• **EXCERPTED DATA**
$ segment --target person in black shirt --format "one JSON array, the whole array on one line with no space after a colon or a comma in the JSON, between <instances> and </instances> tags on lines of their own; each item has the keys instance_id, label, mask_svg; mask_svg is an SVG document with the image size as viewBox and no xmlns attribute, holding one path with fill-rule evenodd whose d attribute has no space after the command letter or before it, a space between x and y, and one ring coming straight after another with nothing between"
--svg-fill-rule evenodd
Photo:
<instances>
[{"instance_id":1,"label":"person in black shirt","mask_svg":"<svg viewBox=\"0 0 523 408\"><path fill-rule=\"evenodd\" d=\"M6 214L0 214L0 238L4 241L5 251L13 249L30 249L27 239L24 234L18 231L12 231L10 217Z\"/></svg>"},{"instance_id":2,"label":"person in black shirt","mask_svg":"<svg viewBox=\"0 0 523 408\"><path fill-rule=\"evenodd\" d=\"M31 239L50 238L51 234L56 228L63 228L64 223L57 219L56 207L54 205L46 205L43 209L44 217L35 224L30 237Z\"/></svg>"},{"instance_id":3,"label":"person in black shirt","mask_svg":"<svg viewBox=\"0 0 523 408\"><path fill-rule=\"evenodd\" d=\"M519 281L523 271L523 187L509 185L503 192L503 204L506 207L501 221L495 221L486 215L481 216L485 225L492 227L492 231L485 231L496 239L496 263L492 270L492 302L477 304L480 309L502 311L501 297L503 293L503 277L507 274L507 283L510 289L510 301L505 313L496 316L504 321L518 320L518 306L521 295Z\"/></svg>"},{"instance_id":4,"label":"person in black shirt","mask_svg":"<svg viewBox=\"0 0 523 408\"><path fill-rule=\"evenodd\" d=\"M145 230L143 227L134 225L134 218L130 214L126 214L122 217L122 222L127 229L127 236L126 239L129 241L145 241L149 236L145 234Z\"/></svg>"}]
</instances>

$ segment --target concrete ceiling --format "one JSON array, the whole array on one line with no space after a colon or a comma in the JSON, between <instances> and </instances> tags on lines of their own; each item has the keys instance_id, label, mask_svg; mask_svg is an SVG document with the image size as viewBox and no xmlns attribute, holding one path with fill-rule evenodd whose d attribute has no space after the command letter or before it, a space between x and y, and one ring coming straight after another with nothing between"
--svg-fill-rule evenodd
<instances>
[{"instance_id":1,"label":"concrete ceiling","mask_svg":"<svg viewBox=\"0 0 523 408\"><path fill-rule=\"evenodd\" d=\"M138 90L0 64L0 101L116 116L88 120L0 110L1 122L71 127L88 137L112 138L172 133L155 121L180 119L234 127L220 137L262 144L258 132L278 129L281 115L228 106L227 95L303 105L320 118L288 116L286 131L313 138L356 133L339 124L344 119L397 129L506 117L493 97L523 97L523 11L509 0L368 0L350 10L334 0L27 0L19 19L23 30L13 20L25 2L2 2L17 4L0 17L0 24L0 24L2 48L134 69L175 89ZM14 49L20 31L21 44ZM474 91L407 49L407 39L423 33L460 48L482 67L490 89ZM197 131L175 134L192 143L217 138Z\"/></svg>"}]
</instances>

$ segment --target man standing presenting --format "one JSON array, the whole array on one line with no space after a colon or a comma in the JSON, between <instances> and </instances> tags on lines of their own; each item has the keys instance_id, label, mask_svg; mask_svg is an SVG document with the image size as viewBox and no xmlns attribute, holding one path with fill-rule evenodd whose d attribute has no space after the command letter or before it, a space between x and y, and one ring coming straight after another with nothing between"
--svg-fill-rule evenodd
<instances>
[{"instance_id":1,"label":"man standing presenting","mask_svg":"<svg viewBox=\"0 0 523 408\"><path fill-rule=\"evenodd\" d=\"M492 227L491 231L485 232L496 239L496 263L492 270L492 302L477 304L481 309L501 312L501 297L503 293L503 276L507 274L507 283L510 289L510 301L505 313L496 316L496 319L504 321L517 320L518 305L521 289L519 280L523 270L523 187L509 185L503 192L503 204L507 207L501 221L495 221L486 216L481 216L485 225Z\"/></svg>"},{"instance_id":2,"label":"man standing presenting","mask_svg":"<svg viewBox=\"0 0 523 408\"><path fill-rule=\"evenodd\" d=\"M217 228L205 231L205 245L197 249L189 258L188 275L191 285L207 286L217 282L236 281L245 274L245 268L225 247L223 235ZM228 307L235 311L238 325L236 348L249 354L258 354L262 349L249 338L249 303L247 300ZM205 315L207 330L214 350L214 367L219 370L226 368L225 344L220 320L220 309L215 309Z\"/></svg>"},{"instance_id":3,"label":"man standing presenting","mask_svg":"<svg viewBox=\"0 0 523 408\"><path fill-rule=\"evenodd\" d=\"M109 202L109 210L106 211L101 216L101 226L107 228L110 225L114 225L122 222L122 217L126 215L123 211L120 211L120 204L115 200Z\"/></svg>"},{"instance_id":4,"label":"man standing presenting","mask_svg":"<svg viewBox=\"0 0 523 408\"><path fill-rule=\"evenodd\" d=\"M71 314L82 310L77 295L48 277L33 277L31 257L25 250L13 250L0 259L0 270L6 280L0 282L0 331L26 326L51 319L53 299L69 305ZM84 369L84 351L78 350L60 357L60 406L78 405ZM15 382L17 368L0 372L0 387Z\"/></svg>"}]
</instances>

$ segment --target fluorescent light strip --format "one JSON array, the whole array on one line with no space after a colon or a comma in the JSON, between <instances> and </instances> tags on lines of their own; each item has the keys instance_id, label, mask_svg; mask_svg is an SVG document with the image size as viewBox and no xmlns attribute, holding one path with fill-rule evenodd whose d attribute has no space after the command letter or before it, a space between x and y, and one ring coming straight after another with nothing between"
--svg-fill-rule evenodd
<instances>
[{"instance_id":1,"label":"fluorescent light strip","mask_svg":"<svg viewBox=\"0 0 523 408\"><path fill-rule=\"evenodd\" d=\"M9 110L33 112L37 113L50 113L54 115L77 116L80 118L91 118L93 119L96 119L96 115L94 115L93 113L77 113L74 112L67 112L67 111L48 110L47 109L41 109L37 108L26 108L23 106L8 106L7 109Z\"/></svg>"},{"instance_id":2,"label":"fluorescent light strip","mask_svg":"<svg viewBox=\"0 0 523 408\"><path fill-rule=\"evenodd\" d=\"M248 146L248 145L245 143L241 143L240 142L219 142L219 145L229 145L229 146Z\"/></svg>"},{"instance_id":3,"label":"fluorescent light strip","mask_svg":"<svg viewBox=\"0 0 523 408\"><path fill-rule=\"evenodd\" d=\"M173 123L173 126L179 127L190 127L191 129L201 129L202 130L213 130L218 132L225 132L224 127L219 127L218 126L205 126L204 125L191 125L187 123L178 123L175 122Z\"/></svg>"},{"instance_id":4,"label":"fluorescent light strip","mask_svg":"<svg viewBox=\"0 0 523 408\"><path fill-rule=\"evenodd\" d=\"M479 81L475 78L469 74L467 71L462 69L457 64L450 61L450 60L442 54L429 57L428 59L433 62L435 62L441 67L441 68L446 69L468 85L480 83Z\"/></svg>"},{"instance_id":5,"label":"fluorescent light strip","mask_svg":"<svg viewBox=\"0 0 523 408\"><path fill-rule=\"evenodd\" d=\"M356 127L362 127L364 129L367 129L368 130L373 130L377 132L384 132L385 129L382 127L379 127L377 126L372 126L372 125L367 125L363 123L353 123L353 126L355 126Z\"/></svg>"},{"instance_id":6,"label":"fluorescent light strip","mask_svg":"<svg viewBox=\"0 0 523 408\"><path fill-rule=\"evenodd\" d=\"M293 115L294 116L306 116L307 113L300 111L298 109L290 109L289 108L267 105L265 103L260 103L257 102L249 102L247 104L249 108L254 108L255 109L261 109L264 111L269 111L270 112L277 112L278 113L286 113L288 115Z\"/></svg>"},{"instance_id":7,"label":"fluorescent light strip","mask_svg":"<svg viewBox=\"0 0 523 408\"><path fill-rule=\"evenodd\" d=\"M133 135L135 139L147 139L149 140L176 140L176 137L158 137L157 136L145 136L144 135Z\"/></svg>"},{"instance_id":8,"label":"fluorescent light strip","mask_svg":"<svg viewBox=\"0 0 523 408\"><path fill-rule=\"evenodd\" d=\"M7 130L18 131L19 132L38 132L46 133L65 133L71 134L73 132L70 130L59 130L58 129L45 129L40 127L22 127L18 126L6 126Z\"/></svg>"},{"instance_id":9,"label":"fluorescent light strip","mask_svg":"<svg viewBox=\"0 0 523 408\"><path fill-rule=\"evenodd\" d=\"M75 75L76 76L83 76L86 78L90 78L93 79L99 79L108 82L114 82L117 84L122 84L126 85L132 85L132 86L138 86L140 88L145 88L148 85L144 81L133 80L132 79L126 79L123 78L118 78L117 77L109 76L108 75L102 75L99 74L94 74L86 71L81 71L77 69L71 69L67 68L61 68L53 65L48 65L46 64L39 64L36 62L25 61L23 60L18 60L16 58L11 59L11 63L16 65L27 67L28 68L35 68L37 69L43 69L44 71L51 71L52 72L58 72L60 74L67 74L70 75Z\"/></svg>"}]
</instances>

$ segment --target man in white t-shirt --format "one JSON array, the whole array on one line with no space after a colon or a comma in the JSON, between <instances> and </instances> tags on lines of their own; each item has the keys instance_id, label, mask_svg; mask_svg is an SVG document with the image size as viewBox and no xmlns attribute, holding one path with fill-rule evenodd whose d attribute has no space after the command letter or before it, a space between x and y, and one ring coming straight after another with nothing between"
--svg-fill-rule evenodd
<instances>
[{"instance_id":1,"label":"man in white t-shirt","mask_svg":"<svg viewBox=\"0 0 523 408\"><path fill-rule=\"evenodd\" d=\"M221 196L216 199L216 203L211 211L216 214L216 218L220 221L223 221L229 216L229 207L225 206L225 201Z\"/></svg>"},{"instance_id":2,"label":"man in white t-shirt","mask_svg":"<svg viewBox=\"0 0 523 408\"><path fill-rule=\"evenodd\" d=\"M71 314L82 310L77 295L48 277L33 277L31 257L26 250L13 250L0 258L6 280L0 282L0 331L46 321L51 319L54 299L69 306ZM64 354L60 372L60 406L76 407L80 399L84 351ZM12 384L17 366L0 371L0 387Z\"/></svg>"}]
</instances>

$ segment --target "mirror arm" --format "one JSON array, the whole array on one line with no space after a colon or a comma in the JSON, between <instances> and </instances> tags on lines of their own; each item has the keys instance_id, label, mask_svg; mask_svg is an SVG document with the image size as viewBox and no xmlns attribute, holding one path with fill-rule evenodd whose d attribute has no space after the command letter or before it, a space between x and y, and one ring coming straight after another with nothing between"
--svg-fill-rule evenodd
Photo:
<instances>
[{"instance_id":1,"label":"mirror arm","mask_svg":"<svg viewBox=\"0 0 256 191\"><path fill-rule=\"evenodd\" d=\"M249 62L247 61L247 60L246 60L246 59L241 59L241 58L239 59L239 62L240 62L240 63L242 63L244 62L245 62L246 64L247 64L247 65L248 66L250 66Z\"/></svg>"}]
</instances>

• **INSTRUCTIONS TO FOLLOW**
How many lines in the entries above contain the string "white"? Case counts. Reply with the number alone.

• **COMPLETE ANSWER**
2